--- STORED DATA Enclosed Below ---
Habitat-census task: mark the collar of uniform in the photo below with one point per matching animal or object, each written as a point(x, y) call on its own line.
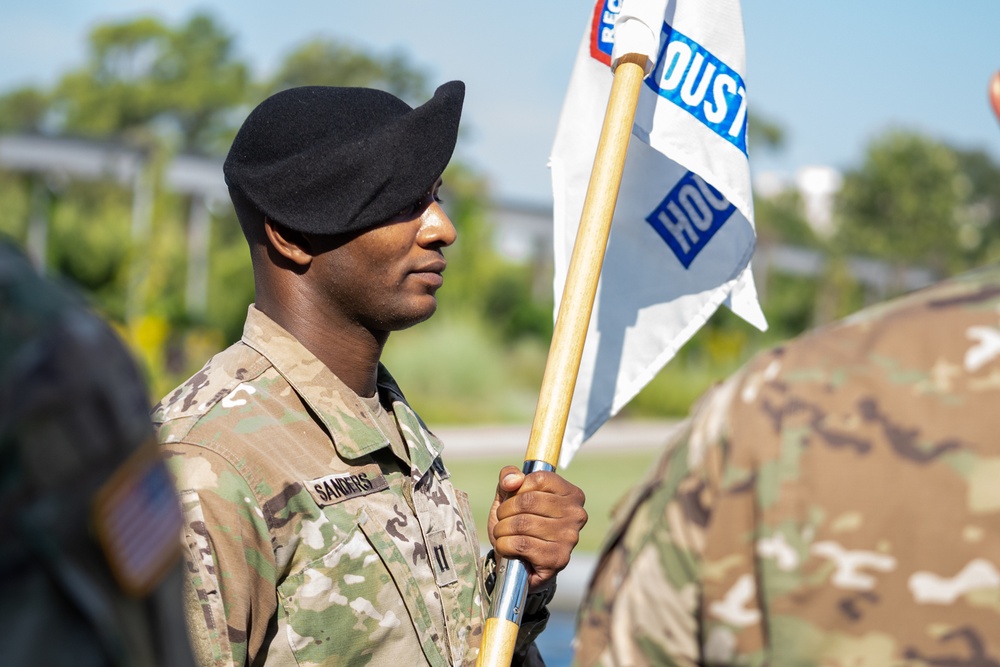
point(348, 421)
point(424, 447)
--- End of Enclosed STORED DATA ---
--- STORED DATA Enclosed Below ---
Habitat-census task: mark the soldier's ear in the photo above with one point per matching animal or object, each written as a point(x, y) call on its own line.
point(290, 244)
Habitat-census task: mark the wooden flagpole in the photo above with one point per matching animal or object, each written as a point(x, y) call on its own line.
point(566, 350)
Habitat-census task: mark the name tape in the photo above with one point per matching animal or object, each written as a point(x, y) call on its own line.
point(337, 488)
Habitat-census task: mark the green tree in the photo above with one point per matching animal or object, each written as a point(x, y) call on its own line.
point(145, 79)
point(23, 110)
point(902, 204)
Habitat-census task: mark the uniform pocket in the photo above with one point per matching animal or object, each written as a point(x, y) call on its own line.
--- End of Enclosed STORED DATA ---
▶ [YOUR ASSIGNMENT]: The range runs from the line above containing "Habitat-census task: mark the green" to the line containing "Habitat-census task: mark the uniform", inclusive. Restate those lines word for word and no others.

▶ [WRITTEN REPLY]:
Habitat-census task: mark the green tree in the photo above with one point per matching animal or object, each written as a point(x, y) call on its own line.
point(145, 79)
point(23, 110)
point(902, 204)
Habitat-census task: mark the uniform pocket in the photo above with one point per matching animal or object, each written as a point(x, y) call on its own line.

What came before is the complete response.